Voci di identificazione della posizione
:::
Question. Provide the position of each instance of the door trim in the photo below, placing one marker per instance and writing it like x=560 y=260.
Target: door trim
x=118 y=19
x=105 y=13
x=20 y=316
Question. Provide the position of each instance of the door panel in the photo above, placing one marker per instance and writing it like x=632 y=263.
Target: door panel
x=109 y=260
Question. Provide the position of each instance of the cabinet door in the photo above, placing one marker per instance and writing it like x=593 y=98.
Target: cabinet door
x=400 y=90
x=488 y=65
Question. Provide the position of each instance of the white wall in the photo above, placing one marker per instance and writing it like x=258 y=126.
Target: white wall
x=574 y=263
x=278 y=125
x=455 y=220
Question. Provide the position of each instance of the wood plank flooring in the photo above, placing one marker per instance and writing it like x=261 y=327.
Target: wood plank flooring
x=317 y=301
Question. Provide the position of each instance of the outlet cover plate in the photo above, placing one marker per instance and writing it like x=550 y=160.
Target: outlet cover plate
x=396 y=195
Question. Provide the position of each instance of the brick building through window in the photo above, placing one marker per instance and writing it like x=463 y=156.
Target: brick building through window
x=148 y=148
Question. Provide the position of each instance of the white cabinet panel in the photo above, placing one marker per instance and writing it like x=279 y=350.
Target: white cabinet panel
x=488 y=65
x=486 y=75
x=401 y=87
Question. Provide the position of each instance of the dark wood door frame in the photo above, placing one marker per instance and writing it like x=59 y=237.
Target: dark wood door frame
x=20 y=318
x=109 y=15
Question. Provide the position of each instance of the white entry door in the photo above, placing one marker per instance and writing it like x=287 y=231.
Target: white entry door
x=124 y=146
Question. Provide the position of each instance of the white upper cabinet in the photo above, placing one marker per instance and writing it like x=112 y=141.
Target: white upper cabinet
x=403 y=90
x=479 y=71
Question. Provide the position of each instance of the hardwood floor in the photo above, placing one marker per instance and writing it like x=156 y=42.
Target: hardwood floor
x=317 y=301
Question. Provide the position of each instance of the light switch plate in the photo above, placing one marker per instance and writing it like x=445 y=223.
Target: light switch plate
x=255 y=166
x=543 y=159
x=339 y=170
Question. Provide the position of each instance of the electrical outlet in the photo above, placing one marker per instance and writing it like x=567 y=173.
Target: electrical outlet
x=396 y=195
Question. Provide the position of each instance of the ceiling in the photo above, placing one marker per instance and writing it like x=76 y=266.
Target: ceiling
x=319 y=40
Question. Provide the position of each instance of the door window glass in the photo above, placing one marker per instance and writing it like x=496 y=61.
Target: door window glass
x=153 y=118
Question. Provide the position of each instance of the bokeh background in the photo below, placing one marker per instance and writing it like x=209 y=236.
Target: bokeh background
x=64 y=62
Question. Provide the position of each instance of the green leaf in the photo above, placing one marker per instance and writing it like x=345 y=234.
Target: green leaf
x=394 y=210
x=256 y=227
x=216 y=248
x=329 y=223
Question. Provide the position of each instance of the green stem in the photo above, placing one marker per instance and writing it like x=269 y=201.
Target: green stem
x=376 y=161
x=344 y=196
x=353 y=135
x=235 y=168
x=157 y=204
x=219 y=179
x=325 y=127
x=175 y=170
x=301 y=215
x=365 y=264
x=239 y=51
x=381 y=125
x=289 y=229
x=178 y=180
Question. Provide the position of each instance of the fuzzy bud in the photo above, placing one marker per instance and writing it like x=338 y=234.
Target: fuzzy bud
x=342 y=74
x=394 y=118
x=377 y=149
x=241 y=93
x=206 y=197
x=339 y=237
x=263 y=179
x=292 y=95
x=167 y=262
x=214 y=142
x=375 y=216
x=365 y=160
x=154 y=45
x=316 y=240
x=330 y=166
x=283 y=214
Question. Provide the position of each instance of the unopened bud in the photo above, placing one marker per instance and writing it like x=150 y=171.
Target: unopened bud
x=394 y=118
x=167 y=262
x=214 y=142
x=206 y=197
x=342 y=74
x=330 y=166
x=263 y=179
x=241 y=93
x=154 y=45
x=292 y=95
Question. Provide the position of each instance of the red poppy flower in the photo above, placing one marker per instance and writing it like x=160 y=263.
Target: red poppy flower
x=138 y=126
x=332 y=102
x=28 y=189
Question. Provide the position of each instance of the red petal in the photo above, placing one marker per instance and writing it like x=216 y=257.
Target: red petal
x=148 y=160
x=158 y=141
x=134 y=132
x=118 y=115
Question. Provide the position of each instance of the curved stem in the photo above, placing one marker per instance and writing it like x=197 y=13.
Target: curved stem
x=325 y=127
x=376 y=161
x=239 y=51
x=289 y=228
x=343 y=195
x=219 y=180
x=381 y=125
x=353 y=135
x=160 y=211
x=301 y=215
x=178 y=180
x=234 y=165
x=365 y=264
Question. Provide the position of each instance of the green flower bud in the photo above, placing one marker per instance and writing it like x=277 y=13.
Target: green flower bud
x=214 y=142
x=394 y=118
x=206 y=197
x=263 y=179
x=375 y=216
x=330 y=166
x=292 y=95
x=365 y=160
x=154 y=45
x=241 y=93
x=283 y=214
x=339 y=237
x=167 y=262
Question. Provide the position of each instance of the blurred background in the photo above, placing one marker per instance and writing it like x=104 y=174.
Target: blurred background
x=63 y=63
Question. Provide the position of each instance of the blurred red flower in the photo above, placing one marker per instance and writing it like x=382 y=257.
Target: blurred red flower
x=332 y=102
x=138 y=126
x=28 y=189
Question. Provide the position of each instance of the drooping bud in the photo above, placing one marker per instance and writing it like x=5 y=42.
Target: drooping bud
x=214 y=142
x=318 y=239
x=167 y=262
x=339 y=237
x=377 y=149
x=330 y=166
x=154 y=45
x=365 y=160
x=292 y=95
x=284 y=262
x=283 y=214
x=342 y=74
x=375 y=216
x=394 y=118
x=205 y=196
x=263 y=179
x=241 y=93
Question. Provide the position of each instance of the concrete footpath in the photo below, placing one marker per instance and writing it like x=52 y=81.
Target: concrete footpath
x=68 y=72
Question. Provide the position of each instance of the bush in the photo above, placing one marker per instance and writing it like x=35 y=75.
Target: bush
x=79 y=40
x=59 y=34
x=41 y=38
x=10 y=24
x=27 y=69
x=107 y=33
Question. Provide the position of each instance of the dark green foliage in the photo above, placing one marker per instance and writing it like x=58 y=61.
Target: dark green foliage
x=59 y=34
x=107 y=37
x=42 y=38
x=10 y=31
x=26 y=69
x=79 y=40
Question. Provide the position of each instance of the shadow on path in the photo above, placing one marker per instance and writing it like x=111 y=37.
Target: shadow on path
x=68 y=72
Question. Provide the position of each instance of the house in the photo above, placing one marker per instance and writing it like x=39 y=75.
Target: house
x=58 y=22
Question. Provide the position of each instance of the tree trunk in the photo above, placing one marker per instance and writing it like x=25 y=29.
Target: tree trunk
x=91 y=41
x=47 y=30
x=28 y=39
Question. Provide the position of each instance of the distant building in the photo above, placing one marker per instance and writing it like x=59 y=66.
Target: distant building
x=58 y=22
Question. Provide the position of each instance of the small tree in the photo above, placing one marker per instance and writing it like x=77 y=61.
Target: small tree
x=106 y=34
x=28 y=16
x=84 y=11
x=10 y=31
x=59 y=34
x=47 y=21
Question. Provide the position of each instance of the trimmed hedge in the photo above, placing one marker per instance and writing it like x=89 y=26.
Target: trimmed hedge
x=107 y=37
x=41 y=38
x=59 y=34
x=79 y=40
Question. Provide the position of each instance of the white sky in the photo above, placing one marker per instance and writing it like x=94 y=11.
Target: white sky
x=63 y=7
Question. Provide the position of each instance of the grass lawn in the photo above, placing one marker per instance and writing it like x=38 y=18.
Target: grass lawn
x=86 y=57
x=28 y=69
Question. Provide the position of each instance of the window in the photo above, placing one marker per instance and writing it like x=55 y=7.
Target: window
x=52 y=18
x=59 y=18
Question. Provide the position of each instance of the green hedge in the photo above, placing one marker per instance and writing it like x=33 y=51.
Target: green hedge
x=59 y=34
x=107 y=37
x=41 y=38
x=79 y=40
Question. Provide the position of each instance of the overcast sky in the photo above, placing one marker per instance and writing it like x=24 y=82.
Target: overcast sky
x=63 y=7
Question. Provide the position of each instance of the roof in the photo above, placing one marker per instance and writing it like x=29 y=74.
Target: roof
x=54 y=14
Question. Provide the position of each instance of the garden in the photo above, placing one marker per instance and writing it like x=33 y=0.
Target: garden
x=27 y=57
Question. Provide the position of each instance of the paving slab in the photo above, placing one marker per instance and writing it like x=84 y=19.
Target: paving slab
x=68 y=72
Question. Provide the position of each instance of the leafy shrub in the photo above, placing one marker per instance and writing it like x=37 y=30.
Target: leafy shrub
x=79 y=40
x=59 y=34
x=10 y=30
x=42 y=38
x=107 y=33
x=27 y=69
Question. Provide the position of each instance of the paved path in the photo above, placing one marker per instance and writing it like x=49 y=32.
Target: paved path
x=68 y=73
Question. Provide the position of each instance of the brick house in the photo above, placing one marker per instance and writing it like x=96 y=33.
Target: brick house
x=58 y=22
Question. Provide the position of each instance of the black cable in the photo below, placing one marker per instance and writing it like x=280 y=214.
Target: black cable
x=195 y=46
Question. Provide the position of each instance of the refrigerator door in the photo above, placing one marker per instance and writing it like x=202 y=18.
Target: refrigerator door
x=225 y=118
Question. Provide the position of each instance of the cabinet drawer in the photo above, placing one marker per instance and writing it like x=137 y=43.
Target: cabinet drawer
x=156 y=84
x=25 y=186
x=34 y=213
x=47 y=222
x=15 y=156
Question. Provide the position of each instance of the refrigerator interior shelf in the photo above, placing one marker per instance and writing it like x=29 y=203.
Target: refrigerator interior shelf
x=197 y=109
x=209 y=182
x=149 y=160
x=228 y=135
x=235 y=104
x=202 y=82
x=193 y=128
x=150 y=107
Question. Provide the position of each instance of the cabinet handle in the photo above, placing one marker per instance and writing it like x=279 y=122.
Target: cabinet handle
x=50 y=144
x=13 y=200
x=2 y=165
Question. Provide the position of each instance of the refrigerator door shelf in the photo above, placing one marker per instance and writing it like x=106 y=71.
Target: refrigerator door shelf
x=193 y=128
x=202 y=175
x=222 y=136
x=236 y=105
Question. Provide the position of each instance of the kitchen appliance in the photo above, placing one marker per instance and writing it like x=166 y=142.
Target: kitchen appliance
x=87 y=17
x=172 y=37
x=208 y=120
:::
# Il suo obiettivo
Modifichi le righe comprese tra quella che contiene "Question. Provide the position of each instance of the unopened" e quella che contiene "x=118 y=115", entrambe incluse, sostituendo "red petal" con "scarlet petal" e lasciando invariato tutto il resto. Riporti soltanto queste righe.

# Risposta al compito
Question. Provide the position of each instance of the unopened bud in the photo above, placing one marker per instance and writing it like x=150 y=171.
Target: unopened bud
x=394 y=118
x=167 y=262
x=214 y=142
x=206 y=197
x=342 y=74
x=330 y=166
x=263 y=179
x=241 y=93
x=154 y=45
x=292 y=95
Question. Provide the position of each instance of the red poppy flower in the photo above, placing one marker per instance and writing it like x=160 y=263.
Target: red poppy flower
x=138 y=126
x=332 y=102
x=28 y=189
Question. Provide the position of each instance of the scarlet petal in the photo above, placing one marker per instance and writing it like x=216 y=257.
Target: scarlet petal
x=148 y=160
x=158 y=141
x=134 y=132
x=118 y=115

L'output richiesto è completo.